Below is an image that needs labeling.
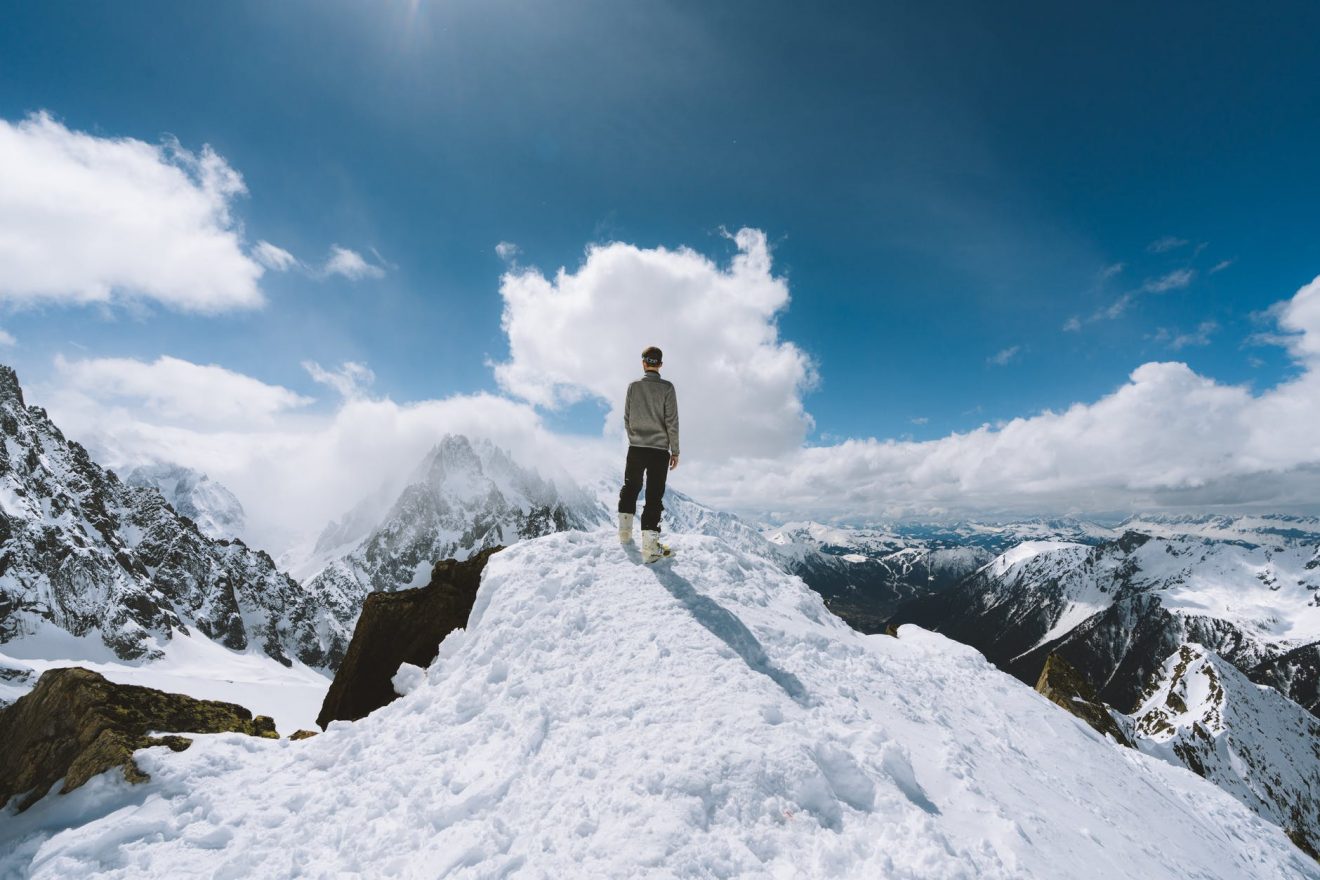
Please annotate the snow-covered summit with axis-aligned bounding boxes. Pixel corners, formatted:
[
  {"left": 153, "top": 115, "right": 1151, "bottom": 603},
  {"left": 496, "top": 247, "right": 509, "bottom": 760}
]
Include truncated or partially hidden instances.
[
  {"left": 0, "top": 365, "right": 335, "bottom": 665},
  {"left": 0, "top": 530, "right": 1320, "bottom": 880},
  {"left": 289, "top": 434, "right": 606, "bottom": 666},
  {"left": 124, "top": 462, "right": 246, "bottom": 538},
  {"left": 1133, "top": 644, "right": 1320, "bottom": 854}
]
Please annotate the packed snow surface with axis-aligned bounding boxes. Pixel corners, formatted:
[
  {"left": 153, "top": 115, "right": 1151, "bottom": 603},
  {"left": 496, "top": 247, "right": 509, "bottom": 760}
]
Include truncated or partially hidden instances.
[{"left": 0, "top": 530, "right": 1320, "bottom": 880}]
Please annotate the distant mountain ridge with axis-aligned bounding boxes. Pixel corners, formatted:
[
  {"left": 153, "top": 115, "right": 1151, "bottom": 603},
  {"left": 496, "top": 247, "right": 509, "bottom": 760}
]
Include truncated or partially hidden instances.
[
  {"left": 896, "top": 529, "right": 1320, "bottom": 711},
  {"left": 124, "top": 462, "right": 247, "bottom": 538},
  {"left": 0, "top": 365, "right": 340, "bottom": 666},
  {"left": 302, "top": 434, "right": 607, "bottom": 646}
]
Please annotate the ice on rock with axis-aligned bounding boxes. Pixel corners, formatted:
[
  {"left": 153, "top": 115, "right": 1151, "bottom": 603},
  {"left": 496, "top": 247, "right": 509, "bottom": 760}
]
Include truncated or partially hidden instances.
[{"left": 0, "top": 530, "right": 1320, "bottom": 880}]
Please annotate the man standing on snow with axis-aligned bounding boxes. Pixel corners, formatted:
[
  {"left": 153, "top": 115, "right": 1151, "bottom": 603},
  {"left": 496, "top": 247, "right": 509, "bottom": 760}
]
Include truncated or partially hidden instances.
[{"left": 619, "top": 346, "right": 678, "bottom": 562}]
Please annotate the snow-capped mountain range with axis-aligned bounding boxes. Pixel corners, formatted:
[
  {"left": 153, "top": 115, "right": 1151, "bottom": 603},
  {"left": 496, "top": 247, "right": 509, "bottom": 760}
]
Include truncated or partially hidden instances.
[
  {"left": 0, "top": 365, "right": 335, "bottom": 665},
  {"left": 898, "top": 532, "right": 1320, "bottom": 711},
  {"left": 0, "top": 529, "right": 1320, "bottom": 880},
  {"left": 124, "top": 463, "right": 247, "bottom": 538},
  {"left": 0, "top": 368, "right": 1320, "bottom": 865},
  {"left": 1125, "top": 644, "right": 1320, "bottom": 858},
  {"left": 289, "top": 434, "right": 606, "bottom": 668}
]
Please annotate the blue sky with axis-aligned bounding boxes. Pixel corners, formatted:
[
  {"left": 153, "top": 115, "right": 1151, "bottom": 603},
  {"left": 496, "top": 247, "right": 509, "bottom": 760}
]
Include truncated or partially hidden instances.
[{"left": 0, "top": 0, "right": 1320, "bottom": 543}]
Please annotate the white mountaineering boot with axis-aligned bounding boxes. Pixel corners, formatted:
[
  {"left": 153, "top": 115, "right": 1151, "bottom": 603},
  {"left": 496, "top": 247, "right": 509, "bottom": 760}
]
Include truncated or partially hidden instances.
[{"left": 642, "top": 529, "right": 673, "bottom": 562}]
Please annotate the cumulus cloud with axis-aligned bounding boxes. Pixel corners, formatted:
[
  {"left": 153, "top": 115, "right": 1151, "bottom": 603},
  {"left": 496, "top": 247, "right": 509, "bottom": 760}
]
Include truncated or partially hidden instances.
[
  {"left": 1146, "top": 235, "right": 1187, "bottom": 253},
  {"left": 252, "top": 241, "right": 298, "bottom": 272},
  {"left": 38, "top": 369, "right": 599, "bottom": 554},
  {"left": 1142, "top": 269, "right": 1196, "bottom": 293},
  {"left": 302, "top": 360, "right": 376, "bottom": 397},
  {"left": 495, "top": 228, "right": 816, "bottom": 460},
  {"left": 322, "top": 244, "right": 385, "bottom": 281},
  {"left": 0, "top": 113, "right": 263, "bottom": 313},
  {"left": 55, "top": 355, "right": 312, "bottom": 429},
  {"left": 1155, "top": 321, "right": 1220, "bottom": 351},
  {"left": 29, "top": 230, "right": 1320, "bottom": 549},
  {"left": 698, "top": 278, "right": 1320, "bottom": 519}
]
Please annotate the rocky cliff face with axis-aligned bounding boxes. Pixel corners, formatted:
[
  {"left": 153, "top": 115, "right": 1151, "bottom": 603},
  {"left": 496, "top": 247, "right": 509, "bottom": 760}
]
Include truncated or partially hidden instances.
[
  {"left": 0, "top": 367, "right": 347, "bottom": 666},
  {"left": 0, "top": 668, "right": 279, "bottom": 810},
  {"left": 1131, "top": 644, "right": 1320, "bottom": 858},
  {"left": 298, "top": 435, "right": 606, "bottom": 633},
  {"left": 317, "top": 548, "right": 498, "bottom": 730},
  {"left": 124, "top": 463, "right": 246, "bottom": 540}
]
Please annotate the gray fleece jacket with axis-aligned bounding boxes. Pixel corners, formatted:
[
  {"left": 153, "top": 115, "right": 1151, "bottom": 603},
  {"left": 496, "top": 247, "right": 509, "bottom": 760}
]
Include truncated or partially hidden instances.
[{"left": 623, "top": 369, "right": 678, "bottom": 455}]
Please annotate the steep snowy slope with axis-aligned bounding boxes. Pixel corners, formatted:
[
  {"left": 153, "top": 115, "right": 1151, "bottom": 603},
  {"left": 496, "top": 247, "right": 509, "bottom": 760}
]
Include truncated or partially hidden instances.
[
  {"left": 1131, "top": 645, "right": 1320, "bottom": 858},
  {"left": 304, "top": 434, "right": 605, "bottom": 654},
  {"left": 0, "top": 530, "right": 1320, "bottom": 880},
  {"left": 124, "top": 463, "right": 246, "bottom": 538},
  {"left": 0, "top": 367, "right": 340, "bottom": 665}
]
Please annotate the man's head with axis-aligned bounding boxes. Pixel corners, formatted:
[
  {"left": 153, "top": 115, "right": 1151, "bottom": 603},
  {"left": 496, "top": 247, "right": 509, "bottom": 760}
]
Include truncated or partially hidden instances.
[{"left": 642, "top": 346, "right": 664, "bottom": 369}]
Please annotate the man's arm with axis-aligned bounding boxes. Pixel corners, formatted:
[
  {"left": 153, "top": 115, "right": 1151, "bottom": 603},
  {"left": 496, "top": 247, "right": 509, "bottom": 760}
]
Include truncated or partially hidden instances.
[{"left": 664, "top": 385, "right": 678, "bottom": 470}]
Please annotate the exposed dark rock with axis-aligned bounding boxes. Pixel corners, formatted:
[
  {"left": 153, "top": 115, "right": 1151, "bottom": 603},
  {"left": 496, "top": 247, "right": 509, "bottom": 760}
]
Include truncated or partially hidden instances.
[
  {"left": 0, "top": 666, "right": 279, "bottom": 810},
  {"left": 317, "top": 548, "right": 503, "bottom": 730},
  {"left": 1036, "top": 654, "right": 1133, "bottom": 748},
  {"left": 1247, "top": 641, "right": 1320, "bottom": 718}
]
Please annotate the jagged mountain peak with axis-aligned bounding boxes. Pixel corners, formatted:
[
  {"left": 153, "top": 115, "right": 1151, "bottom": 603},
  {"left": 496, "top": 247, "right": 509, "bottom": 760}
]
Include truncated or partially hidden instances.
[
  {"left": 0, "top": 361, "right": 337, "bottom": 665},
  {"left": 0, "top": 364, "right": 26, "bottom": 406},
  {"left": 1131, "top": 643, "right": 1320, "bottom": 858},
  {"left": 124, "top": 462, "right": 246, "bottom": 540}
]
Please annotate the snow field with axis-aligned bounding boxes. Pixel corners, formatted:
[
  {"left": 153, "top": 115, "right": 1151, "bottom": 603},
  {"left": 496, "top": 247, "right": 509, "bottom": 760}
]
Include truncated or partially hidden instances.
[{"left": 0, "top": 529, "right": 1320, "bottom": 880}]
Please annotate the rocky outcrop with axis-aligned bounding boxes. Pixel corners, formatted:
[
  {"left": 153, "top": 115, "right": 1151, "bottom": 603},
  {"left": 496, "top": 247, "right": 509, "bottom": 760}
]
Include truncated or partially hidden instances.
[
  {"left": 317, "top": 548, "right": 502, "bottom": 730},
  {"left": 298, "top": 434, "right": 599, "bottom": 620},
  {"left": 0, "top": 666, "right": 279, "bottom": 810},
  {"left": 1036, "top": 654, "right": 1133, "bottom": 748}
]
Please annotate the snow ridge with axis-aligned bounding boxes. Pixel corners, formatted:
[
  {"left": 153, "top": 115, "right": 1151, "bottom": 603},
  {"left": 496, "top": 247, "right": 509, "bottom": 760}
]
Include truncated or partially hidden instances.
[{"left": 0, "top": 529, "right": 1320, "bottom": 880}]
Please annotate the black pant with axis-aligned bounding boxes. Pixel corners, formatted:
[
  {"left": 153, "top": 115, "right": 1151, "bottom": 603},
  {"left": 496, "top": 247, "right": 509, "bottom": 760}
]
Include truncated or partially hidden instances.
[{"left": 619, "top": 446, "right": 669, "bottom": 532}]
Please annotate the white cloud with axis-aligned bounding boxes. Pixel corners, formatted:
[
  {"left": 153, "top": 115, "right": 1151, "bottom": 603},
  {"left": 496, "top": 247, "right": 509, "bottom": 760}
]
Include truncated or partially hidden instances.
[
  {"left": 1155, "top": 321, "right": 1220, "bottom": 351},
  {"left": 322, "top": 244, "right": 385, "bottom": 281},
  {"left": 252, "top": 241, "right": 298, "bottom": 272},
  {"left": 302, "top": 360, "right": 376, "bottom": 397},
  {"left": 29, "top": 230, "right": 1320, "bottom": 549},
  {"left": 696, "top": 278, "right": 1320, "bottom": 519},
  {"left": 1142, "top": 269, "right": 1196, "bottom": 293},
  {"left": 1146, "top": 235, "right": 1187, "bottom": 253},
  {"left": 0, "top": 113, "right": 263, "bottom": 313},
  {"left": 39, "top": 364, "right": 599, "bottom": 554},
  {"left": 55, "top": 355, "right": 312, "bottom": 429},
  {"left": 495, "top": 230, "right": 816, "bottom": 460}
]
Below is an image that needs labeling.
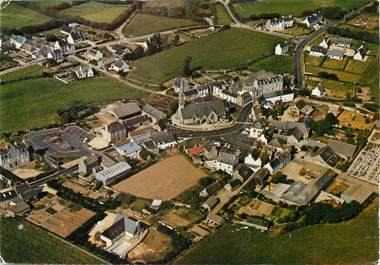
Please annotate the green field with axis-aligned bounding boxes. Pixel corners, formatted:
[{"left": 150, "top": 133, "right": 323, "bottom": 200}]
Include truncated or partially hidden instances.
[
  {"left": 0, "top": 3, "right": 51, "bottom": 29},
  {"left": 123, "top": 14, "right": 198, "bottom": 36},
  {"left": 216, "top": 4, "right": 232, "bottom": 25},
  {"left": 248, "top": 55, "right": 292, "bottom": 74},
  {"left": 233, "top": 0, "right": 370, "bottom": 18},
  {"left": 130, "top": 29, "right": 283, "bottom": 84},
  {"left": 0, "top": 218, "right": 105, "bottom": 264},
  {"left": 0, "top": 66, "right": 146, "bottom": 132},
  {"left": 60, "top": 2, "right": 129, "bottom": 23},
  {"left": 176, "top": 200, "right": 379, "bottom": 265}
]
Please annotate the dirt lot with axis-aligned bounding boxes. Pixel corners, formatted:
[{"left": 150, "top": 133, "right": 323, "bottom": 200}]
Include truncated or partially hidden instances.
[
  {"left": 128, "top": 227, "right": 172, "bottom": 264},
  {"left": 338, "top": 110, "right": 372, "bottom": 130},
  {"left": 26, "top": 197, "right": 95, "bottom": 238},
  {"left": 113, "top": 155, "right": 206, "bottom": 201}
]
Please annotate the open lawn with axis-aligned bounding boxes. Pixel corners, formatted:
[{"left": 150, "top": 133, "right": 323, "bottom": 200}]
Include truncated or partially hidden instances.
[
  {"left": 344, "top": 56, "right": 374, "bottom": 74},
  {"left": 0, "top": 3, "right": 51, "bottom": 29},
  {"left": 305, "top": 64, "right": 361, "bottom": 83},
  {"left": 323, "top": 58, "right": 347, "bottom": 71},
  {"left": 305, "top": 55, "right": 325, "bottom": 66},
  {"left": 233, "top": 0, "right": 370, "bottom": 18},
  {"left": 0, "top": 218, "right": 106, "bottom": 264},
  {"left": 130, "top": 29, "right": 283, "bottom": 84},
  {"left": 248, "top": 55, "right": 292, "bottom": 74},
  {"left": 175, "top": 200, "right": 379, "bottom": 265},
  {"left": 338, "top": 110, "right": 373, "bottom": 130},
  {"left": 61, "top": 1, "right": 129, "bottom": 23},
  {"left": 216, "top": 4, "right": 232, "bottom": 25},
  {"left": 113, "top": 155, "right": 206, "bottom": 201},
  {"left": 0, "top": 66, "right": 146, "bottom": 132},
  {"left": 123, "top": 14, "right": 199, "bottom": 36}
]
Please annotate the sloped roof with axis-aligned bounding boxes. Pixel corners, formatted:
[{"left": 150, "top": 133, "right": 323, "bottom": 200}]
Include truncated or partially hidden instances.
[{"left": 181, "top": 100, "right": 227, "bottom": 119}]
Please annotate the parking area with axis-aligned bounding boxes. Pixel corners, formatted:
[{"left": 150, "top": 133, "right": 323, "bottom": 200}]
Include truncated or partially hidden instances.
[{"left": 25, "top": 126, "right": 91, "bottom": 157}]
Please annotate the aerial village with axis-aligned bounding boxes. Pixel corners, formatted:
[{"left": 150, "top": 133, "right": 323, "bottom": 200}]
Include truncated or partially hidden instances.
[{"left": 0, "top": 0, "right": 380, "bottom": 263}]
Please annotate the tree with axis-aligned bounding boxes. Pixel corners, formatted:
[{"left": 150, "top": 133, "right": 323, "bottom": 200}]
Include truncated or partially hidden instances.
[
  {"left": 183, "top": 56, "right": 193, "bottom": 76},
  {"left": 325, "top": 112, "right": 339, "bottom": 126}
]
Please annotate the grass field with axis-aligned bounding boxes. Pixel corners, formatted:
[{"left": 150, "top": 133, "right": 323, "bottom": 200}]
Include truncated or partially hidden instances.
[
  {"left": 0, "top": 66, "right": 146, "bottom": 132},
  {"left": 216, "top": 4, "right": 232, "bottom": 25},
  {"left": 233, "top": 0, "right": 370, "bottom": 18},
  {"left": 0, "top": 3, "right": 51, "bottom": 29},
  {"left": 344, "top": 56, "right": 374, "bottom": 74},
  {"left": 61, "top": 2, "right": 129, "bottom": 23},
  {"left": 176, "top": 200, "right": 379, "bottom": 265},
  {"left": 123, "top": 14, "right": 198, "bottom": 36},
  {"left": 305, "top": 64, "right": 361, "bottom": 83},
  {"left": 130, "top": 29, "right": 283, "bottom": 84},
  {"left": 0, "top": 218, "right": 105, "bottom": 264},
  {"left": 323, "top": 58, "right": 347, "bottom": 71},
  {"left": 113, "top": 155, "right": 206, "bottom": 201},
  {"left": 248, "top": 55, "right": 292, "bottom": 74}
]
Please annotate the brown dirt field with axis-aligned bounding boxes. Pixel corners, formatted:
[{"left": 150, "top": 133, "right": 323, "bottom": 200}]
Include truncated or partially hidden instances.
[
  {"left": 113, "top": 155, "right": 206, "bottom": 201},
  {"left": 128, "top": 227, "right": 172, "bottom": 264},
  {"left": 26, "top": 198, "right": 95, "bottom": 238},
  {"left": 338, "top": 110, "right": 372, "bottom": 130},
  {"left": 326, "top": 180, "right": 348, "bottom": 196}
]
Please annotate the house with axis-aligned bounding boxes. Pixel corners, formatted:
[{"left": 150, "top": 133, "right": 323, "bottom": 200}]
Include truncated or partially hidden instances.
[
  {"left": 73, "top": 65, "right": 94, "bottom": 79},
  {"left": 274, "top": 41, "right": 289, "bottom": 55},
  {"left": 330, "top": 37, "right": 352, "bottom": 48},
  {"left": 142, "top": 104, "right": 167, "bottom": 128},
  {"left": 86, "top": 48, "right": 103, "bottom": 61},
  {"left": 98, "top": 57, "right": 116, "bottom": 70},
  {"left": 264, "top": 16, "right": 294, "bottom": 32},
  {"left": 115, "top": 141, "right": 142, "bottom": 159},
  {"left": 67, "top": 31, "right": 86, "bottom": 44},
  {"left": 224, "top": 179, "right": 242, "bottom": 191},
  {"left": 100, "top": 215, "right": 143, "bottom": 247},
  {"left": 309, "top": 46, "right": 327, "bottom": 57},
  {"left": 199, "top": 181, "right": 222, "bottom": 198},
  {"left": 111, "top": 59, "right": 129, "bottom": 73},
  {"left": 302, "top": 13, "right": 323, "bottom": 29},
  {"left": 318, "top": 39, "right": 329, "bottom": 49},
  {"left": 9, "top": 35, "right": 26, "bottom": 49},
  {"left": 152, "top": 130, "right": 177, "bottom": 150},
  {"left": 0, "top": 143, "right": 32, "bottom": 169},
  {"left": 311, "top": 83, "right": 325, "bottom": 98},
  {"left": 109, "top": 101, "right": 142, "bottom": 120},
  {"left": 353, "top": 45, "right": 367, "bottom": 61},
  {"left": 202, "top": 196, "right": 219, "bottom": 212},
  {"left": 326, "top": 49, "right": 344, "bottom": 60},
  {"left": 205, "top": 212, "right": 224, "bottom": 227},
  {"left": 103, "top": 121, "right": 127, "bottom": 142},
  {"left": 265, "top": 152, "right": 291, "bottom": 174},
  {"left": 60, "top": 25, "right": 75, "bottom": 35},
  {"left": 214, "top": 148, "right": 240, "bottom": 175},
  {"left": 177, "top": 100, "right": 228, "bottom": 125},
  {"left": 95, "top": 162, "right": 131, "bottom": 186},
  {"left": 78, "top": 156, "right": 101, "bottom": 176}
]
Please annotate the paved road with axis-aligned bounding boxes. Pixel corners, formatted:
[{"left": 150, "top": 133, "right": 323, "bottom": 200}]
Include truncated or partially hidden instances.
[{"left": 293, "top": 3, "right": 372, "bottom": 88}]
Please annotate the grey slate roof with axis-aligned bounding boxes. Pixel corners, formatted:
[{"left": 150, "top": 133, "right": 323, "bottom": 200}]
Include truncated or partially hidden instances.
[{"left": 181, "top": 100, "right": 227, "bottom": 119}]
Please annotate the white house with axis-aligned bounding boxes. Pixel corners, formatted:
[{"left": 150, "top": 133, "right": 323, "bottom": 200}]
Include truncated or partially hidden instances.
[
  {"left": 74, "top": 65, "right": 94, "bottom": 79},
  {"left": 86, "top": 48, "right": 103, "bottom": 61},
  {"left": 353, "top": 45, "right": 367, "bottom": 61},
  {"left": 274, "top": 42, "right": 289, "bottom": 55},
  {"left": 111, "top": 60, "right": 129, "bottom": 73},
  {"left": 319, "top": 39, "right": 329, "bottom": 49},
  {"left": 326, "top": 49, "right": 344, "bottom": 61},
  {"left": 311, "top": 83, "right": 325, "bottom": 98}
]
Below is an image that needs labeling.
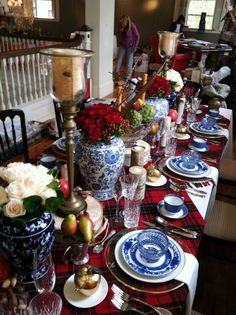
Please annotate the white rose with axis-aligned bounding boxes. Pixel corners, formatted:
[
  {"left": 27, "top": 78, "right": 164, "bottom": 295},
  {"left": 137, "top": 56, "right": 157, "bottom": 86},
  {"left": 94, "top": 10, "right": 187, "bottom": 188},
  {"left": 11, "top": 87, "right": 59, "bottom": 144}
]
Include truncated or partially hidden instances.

> _EXERCISE DIRECTIONS_
Please collect every line above that contains the word "house" and copy each such line in full. Case counts.

> _WRITTEN REPLY_
Please annotate the house with axis-aligned bounding boxes. Pixel corners, formatted:
Please annotate the white house with axis-aligned bounding boxes. Pixel corners, formatted:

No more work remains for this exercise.